** START OF EXTRACTED INFORMATION **

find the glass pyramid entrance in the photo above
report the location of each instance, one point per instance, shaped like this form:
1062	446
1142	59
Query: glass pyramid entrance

** END OF EXTRACTED INFORMATION **

▶ [PROBLEM]
Put every line of the items above into a Markdown table with the columns No. and Line, numbering the rows and leaving out any blank lines.

▶ [TASK RESPONSE]
| No. | Line |
|---|---|
| 1 | find the glass pyramid entrance in the photo above |
| 2 | report the location of each instance, one point per instance, shaped like this form: |
| 3 | 1062	446 |
| 4 | 1142	59 |
| 5 | Query: glass pyramid entrance |